## PROBLEM TO WORK ON
Reproduce the passage of the column on godmen starting at "No quantum of" and ending at "by the faithful.".

No quantum of solace
It would make more sense if spiritual leaders were to use their platforms to urge their followers to respect women. Chanakya writes.columns Updated: Jan 12, 2013 21:49 IST
Do not insult a snake if you want no harm to come your way. You must think I am being flip this Sunday but this is a piece of advice given out by one of our popular godmen to misty-eyed devotees recently. Now, it is unlikely that many of us will encounter a snake in our daily peregrinations, let alone insult it if one were to come across a reptile. But these homilies are taken as gospel truth by the faithful.
Our attachment to godmen and women is nothing new. Many of us who fancy ourselves as the ultimate rationalists have a guru tucked away somewhere. These spiritual psychologists tell us what we already know, but we feel a whole lot better for having heard it from a being we consider more evolved than our faulty, sinful selves. But, I am sure there is not one among you who has not been shocked and revolted to the core by the statements made by uber guru Asaram Bapu. The heroic victim who died after a horrific gang rape in Delhi could have avoided her fate, he said, if she had fallen at the feet of the rapists, invoked the appropriate mantras and called them brothers. If it was not so tragic, it would be laughable.
Here is a man who is considered almost divine by millions of followers. Here is a man who got away with no explanation as to why two young boys died in mysterious circumstances in his Ahmedabad ashram. Here is a man who the rich and powerful flock to for spiritual solace. Yet, when this enormously powerful man makes a statement that is so gross and insulting, he is given a very long rope by the law. He should, simply put, be thrown in the clink if a proper case can be made out against him.
We have seen for far too long that our godmen and women consider their 'divine' status as giving them immunity from the law. There is no doubt that many of them have done much good for the psychological and social well-being of society. The late Sathya Sai Baba built schools, hospitals and ashrams as well as provided drinking water to an entire district. But there was a darker side to his conduct which involved sexually deviant behaviour allegedly perpetrated on those who came to him for succour. This has been well documented. Yet, he seemed to float above the fray as far as the law was concerned. Piles of cash and gold were found lying around his ashram but we don't know from where all this came and what indeed happened to it. There has been at least one unexplained death in the ashram, but no one seemed prepared to enter the hallowed portals and find out what really happened.
Mind you, this is not to diminish the good works that many of them do and the solace they offer even if some of it happens to be mumbo-jumbo. I can't quite see a hug from a portly spiritual godwoman squ-eezing all your woes away but if it works for some people, why not? Or whether free and unbridled sex is the path to salvation? But none of this is really harmful to society or a pernicious influence on the minds of people. Often, some sort of health mantra like yoga is the hookline after which the converted are subjected to the thoughts if you can call them that of the godman or woman. But there is a vast difference between a sudarshan kriya and yogic breathing and propagating illiterate and unacceptable advice on how to stop rape.

## Referring expression pointing data
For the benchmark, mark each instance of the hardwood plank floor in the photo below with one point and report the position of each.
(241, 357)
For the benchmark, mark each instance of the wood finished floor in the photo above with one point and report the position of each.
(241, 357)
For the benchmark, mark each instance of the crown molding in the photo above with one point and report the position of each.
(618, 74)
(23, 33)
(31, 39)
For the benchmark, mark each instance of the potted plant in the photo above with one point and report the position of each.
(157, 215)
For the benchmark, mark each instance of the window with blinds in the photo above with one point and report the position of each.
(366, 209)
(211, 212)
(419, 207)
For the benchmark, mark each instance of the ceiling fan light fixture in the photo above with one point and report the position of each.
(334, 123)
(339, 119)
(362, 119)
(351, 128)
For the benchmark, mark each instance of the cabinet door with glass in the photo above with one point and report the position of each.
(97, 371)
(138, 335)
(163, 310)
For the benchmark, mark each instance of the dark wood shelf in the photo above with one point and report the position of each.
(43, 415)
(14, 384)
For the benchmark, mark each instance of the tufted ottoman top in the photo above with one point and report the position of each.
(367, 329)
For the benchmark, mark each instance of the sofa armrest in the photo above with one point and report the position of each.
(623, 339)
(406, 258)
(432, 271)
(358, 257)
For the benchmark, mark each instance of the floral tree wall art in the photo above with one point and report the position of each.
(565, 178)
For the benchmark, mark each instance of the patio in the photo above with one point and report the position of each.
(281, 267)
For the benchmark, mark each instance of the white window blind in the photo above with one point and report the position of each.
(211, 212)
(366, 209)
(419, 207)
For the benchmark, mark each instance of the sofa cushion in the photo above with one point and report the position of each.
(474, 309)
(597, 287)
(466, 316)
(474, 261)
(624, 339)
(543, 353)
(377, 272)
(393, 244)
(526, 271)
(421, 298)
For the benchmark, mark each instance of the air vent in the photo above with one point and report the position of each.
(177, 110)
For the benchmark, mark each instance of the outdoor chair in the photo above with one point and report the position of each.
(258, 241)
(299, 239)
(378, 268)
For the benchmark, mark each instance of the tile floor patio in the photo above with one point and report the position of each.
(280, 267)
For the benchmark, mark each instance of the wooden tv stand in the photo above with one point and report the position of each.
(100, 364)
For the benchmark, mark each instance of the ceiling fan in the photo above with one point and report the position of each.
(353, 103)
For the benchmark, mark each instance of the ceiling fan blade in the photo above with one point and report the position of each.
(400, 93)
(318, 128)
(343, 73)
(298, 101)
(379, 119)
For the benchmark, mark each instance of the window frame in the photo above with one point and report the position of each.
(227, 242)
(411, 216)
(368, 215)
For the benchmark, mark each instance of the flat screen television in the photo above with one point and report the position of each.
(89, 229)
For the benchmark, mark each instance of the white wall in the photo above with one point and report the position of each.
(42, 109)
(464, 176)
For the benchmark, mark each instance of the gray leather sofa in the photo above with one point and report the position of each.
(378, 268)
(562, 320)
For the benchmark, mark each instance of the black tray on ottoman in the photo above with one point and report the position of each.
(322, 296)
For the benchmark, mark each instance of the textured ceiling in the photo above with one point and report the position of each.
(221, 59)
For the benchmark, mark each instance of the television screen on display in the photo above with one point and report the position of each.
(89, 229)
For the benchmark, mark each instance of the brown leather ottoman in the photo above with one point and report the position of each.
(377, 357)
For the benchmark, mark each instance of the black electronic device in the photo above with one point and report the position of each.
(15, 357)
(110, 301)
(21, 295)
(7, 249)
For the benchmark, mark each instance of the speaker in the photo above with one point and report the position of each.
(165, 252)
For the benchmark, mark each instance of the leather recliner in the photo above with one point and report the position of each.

## TASK RESULT
No quantum of solace
It would make more sense if spiritual leaders were to use their platforms to urge their followers to respect women. Chanakya writes.columns Updated: Jan 12, 2013 21:49 IST
Do not insult a snake if you want no harm to come your way. You must think I am being flip this Sunday but this is a piece of advice given out by one of our popular godmen to misty-eyed devotees recently. Now, it is unlikely that many of us will encounter a snake in our daily peregrinations, let alone insult it if one were to come across a reptile. But these homilies are taken as gospel truth by the faithful.